→ **Text block**
+-------+
Tuesday, December 16, 2008

Thoughts about Christmas

I'm a mainstream Quaker. I live in the present. I live among nonQuakers. I guess that makes me a real 21st century Quaker, rather than a 19th century Quaker or a fictional Quaker in the 20th century.

As a Friend I have struggled against the mainstream culture of Christmas commercialism. This year I think I have reached peace, or at least truce, with it.

The mainstream culture has lots of stuff to pile on us--parties, group charitable efforts, tons of special food, and an obscene amount of commericalization. Every retail place, from coffe shops to hardware stores, wants us to buy gifts. It makes Christmas impossible to ignore, even if one is Hindu or Jewish or some other faith besides Christian.

I like the holidays anyway. I like lights outside since it's so dark and cold. I love the food, though my higher self urgently reminds me to practice my moderation skills. I enjoy giving and receiving. And I like holiday music, to a point.
+-------+
→ **Requests**
(1) Copy the Christmas post word for word, starting at "As a Friend" and ending at "to a point.".
(2) List everything the Christmas post says the mainstream culture piles on us.

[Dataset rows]
+-------+
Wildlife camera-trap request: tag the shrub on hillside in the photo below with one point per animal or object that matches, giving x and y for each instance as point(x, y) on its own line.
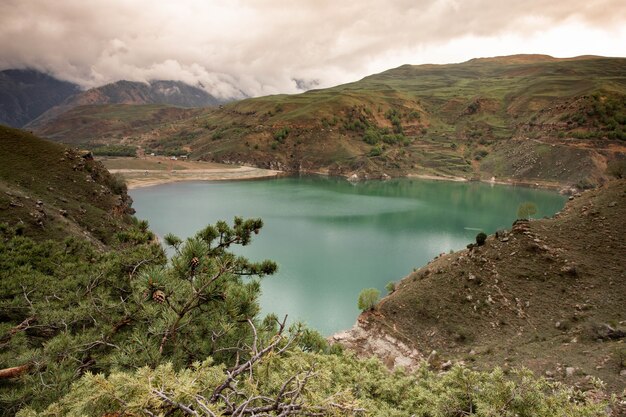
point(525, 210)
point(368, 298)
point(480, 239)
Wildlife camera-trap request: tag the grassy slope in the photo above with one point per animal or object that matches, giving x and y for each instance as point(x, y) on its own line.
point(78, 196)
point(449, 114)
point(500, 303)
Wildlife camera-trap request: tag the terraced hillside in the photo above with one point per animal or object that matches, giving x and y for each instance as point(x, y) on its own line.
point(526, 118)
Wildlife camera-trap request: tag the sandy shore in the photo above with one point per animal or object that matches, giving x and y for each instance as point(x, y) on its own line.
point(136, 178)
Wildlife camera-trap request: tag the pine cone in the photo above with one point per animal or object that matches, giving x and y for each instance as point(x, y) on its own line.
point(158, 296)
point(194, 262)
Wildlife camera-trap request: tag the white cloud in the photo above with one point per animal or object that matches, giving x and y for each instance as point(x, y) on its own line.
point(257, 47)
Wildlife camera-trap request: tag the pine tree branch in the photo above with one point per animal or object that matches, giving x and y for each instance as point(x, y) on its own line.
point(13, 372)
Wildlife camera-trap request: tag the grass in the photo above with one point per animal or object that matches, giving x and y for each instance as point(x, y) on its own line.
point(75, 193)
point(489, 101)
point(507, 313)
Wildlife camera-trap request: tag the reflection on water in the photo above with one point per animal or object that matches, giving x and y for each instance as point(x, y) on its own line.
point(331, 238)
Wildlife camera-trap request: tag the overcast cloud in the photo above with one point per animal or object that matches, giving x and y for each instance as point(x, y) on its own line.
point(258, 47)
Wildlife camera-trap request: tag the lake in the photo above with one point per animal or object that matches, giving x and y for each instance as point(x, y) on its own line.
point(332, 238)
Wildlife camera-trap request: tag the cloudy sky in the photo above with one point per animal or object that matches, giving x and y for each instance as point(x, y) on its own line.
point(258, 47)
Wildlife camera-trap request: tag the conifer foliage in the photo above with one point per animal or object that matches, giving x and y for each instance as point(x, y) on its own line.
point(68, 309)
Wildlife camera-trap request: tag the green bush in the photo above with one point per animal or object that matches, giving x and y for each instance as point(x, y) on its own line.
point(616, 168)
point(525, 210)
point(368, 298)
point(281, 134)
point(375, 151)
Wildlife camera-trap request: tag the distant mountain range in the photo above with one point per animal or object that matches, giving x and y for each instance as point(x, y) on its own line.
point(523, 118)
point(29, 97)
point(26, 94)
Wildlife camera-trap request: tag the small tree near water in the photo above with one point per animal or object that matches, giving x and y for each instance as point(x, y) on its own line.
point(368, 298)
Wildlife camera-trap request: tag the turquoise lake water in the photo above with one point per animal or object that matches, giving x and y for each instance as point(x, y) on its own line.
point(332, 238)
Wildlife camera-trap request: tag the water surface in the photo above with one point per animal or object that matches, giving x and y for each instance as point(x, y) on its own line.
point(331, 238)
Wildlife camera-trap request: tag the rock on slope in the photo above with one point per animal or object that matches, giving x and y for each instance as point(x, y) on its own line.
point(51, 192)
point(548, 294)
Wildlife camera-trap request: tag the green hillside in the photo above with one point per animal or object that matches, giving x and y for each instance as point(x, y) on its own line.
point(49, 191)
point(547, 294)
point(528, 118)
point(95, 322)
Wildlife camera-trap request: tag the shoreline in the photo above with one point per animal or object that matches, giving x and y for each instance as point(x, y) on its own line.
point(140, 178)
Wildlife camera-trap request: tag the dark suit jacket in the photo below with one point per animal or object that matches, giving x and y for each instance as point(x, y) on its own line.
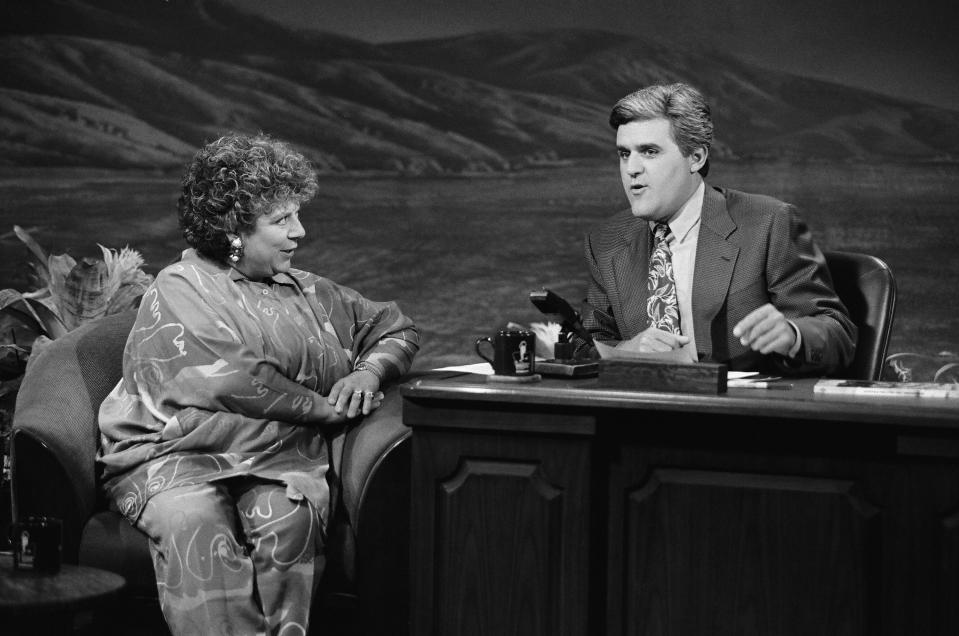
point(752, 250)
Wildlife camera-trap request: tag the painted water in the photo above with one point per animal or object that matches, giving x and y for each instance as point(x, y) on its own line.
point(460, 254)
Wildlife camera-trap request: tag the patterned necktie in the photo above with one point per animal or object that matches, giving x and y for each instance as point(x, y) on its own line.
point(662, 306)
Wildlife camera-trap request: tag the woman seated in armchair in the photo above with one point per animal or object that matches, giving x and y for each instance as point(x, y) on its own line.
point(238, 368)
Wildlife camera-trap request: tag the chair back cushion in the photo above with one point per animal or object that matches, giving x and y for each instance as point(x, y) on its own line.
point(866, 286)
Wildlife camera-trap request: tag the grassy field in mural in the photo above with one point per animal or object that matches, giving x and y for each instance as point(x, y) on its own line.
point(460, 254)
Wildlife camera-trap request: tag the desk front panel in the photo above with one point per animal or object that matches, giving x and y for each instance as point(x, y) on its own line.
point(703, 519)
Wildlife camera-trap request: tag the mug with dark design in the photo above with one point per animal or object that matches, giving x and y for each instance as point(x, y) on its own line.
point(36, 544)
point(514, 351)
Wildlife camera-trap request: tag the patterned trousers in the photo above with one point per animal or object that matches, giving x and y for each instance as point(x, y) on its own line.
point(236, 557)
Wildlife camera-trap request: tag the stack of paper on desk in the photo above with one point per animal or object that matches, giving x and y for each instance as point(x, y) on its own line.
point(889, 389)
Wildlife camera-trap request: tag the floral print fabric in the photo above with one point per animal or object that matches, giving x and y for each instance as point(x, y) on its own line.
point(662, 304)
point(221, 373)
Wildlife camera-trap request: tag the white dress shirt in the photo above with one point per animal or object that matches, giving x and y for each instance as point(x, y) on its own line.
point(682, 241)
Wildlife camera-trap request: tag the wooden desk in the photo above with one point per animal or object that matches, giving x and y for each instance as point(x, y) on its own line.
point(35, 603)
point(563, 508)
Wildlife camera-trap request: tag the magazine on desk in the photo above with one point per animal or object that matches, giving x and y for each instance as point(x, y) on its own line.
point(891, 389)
+-------+
→ **Task solutions**
(1)
As a Friend I have struggled against the mainstream culture of Christmas commercialism. This year I think I have reached peace, or at least truce, with it.

The mainstream culture has lots of stuff to pile on us--parties, group charitable efforts, tons of special food, and an obscene amount of commericalization. Every retail place, from coffe shops to hardware stores, wants us to buy gifts. It makes Christmas impossible to ignore, even if one is Hindu or Jewish or some other faith besides Christian.

I like the holidays anyway. I like lights outside since it's so dark and cold. I love the food, though my higher self urgently reminds me to practice my moderation skills. I enjoy giving and receiving. And I like holiday music, to a point.

(2)
- parties
- group charitable efforts
- tons of special food
- an obscene amount of commercialization